Natural language region descriptions:
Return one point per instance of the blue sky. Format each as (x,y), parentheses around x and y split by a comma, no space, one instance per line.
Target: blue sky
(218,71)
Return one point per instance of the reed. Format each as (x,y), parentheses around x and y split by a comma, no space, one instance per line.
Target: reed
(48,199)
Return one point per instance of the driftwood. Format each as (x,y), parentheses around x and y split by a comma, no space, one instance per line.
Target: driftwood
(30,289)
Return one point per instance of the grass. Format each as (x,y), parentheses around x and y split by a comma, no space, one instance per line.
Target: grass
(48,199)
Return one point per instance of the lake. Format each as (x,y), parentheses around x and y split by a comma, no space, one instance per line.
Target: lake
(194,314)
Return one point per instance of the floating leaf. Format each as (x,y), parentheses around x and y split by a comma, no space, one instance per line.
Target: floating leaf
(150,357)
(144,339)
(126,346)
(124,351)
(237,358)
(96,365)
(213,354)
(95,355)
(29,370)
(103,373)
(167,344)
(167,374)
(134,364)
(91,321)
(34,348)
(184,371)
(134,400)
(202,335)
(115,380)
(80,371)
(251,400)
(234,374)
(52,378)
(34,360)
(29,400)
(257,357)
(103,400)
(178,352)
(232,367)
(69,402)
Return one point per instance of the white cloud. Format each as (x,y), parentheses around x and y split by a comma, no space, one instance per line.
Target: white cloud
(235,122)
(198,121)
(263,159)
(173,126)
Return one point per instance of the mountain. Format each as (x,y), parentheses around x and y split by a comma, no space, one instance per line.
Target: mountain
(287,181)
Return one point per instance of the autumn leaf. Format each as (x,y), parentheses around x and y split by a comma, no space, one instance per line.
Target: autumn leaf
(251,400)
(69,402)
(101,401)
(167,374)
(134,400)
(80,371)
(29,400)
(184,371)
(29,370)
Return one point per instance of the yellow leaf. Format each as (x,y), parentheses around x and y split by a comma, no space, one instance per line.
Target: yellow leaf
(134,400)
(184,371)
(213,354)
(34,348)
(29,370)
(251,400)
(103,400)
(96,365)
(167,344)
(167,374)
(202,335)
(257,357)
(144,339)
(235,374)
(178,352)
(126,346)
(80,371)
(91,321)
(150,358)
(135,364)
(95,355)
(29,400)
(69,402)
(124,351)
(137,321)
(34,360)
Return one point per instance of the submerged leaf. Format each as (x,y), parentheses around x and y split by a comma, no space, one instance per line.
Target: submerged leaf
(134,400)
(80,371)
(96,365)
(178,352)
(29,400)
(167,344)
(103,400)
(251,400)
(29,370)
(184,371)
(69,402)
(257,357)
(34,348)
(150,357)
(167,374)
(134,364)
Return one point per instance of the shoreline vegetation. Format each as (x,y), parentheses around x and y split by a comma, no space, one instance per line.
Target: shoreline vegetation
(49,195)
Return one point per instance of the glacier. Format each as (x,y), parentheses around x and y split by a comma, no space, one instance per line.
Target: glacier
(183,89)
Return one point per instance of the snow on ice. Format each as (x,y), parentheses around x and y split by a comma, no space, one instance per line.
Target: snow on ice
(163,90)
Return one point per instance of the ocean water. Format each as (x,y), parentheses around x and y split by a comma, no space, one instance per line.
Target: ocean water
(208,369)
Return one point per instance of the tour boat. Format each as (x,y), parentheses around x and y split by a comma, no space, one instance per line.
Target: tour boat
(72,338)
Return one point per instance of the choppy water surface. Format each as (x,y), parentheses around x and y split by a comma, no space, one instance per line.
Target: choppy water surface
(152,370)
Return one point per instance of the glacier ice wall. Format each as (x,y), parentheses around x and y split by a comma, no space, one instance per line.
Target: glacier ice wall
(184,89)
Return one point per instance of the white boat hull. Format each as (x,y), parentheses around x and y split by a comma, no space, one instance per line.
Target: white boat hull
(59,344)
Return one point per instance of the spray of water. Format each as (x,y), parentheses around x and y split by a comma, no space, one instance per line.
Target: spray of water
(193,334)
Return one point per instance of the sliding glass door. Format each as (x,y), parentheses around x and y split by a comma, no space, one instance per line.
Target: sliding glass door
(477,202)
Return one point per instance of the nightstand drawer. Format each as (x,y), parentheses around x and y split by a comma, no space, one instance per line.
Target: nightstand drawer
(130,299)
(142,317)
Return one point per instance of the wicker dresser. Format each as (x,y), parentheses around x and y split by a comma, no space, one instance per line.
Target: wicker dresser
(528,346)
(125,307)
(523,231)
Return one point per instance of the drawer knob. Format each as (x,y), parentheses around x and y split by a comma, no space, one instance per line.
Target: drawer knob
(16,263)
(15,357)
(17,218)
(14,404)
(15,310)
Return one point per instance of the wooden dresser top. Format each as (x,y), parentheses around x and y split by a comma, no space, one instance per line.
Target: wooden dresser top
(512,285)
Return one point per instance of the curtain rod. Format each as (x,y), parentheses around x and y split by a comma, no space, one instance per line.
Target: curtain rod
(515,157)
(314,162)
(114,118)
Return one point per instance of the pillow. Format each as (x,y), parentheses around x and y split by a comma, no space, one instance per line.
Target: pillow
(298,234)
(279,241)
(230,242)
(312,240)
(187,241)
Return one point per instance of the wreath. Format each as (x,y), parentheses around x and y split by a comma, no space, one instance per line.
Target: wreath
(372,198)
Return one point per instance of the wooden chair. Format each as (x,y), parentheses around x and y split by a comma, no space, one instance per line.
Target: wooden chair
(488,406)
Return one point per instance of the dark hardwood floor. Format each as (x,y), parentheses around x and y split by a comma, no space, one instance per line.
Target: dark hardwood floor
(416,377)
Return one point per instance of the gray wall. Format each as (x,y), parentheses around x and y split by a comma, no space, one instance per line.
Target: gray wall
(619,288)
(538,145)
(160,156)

◆ Task prompt ◆
Each line from the one with "Return one point per instance of the dark" through the last line of the records must be written out word for word. Include nothing else.

◆ Exercise output ◆
Return one point per instance of the dark hardwood floor. Format each as (x,y), parentheses around x and y split by a comma, no space, one instance per line.
Target: dark hardwood floor
(416,377)
Return one point per instance of the gray wall. Format each as (x,y), parentheses around x and y split by a comma, no space, one instance per line.
Target: gray wall
(619,288)
(538,145)
(160,156)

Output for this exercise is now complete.